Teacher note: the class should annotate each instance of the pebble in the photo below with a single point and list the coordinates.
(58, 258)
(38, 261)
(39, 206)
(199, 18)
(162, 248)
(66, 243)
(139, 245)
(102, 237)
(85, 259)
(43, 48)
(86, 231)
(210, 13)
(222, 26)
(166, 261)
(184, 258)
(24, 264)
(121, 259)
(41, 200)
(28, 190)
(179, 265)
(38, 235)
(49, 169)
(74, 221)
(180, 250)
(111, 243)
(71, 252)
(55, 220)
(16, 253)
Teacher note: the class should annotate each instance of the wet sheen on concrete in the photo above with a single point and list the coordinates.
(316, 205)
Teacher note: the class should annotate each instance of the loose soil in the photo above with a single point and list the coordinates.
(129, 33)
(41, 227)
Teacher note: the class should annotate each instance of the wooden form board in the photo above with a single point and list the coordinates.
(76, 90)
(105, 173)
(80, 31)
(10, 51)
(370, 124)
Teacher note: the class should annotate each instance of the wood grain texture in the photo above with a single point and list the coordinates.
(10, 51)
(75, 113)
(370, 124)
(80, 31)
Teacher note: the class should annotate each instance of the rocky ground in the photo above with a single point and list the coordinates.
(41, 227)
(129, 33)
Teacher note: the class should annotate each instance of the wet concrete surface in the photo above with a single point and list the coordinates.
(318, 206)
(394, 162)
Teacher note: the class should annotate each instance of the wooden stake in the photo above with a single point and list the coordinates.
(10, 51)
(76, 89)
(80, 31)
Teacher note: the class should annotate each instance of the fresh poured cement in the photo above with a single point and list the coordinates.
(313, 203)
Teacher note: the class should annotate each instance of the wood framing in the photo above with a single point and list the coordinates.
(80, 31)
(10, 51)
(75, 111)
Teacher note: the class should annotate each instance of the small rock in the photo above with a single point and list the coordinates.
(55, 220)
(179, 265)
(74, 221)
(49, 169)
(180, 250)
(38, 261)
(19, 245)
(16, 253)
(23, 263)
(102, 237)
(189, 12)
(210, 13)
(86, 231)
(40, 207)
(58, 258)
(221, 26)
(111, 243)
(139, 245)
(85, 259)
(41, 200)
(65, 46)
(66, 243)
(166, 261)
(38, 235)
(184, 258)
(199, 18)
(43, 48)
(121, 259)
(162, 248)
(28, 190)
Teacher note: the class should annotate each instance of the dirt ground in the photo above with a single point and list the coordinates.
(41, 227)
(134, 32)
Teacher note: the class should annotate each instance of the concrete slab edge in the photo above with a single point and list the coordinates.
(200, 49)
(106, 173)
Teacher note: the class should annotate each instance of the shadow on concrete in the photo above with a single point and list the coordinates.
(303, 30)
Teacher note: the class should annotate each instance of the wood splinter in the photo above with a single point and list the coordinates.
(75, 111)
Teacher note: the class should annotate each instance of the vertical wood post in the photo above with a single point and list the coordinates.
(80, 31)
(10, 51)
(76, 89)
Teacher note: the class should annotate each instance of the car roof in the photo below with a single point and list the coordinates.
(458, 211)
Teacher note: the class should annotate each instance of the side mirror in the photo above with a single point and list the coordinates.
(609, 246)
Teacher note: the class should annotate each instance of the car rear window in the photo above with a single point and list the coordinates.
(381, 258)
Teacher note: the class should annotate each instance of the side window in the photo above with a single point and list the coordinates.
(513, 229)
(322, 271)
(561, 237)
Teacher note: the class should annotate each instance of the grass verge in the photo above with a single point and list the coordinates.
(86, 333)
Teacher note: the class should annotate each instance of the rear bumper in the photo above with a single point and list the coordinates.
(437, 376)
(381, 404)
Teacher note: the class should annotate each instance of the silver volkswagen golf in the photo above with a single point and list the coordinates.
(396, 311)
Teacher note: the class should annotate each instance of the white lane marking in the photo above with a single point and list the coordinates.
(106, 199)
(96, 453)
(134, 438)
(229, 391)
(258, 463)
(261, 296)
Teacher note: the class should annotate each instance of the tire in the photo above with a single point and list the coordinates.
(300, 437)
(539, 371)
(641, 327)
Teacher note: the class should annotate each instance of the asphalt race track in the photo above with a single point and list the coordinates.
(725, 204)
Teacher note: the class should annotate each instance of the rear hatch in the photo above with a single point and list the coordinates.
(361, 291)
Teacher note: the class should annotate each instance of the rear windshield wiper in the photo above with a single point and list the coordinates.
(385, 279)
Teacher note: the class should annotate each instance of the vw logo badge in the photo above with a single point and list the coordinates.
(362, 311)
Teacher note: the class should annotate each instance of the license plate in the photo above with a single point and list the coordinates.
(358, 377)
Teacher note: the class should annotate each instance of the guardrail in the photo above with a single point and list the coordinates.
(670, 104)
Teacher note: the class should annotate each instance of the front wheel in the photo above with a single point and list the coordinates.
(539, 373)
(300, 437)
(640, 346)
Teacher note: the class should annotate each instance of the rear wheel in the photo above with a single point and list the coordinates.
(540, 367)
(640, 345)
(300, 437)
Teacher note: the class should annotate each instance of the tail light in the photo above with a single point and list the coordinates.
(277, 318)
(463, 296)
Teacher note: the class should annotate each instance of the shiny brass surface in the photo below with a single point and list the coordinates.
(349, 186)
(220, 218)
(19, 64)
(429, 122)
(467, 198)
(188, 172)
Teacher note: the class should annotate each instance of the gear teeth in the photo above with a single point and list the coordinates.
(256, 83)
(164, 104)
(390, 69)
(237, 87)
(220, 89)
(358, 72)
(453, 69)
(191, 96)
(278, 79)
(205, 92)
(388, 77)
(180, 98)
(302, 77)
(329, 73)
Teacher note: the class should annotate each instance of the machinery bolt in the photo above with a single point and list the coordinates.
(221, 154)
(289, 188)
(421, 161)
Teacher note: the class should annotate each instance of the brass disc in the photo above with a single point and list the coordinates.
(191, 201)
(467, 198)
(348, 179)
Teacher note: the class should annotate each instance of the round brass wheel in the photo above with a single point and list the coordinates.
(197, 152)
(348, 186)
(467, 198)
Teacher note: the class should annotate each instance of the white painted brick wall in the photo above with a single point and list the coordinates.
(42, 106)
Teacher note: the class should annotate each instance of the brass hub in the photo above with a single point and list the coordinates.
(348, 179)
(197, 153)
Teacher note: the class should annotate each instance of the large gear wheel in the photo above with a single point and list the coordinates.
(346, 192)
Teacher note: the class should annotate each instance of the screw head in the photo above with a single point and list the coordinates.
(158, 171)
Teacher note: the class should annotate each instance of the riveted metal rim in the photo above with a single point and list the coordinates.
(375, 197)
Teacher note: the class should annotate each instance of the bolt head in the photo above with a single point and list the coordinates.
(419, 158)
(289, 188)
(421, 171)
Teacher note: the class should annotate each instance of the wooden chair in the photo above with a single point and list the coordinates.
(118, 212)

## Exercise objective:
Every line from the one that holds "of the bolt" to the end of the data above should be given again exactly, with that line and the last one both kept.

## Solution to this task:
Teacher note: the class should annotate each instance of the bolt head in the photo above with a single point and list the coordinates.
(419, 158)
(289, 188)
(421, 171)
Teacher note: the class should annotate each instance of the wooden chair in the photo above with a single point and list the coordinates.
(118, 212)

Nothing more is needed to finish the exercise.